→ **Record extracts**:
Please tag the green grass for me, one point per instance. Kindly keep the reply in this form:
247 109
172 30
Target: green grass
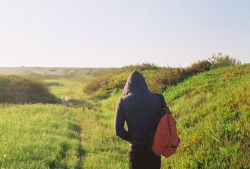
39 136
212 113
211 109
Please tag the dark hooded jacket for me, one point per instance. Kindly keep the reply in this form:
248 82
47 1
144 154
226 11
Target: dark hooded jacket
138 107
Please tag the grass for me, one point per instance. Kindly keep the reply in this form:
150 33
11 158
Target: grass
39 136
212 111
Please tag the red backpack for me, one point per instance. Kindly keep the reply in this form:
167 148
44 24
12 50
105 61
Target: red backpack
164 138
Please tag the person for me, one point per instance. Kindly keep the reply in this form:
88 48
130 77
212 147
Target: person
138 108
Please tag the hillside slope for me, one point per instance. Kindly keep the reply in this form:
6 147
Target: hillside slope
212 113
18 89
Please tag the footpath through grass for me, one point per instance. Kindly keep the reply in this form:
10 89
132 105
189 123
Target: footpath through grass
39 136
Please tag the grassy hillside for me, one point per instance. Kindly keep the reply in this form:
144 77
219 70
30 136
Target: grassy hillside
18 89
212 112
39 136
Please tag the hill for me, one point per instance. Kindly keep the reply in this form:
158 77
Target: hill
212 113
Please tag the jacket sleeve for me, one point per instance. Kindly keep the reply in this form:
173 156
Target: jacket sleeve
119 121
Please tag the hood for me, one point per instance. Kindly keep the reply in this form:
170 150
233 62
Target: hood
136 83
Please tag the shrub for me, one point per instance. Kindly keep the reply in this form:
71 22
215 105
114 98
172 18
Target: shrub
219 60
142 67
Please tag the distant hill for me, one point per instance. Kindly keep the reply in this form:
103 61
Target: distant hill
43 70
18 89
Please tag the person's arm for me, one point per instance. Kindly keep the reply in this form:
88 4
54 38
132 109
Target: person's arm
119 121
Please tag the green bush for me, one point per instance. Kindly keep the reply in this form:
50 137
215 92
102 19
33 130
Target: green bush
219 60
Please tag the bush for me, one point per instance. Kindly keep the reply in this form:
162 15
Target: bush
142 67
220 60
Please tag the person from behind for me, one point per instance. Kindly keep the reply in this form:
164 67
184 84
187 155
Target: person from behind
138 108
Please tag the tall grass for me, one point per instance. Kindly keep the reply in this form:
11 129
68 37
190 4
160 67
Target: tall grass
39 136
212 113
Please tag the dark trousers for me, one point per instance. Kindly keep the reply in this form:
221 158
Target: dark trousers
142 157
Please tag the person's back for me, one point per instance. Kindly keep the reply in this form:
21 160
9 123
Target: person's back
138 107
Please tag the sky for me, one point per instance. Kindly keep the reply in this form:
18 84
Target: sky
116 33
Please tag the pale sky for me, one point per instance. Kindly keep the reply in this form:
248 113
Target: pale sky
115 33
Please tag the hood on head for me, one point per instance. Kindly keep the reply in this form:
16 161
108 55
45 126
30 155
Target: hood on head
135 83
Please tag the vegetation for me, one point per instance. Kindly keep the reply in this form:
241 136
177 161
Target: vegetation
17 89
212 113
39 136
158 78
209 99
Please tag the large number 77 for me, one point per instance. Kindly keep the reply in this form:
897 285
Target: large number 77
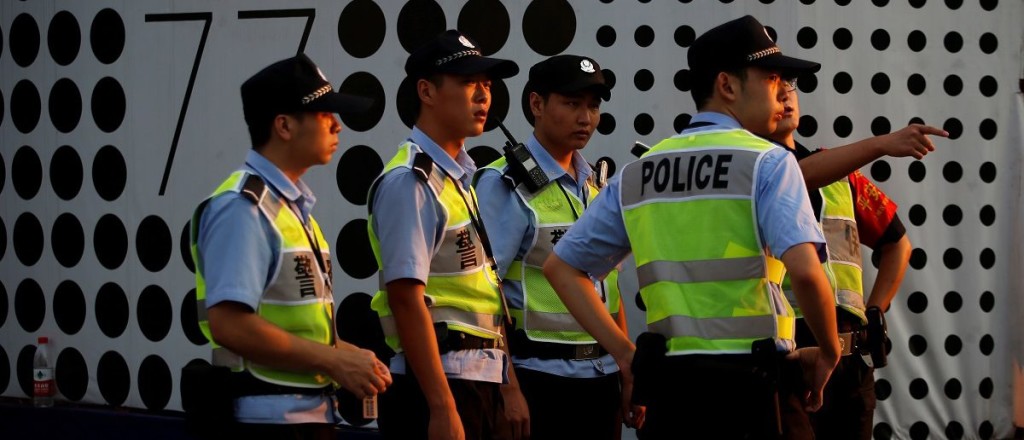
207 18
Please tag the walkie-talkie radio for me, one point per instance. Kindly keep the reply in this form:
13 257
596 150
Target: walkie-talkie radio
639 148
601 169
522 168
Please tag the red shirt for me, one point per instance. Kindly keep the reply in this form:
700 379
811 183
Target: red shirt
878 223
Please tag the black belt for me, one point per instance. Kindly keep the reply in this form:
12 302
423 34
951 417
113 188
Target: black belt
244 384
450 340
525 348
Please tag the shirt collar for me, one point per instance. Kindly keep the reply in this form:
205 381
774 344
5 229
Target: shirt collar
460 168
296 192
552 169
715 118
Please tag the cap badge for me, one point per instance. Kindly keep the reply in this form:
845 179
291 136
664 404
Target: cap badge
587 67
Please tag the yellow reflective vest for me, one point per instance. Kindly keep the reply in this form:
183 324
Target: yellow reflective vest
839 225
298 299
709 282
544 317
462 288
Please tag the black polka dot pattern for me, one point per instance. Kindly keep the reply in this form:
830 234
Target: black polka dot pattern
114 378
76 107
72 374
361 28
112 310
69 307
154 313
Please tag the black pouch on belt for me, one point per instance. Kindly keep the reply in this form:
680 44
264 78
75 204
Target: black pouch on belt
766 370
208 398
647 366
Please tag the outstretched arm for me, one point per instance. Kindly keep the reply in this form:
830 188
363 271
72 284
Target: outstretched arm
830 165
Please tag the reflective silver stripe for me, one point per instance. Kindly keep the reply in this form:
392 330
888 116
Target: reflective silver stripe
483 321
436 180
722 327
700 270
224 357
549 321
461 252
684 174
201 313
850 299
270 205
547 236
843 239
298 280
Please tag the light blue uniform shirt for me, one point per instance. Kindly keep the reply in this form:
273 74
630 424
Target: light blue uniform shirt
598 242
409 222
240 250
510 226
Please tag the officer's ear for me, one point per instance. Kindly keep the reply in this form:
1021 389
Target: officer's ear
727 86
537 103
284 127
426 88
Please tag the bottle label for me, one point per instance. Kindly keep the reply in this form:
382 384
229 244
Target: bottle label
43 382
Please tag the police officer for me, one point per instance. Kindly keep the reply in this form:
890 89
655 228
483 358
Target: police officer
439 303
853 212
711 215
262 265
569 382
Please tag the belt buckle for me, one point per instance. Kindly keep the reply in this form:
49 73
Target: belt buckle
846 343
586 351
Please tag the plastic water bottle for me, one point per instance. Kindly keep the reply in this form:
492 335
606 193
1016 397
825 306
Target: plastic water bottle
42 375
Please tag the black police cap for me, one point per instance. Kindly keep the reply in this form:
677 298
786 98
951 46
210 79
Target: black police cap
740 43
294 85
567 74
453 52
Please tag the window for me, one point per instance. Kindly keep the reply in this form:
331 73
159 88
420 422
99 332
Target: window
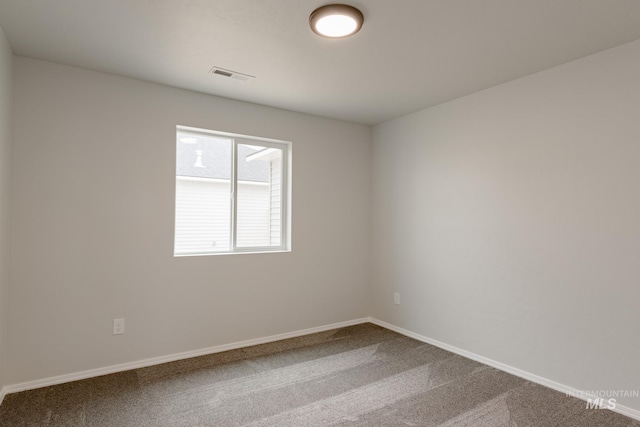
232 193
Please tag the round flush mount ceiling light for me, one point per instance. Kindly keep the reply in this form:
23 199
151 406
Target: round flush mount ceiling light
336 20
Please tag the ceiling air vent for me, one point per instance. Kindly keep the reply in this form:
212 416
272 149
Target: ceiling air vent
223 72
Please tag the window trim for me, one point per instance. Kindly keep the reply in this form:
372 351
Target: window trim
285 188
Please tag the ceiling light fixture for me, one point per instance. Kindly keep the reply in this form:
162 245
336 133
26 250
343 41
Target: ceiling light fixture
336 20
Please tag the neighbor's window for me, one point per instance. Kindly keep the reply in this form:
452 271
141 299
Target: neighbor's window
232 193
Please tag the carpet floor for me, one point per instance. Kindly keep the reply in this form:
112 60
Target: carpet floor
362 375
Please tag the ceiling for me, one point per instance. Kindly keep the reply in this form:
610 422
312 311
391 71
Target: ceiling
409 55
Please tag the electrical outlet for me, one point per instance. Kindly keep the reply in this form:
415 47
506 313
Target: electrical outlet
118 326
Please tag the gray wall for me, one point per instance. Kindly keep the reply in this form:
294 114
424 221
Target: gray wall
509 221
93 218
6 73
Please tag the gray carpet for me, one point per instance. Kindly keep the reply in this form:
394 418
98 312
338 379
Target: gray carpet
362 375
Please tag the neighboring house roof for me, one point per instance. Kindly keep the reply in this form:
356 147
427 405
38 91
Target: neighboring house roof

→ **Your goal**: If a line of the data contains "house", copy it out.

→ **Solved exercise**:
Please tag the neighboring house roof for me, one point per instance. Kindly keep the reply in this form:
Target: neighboring house roof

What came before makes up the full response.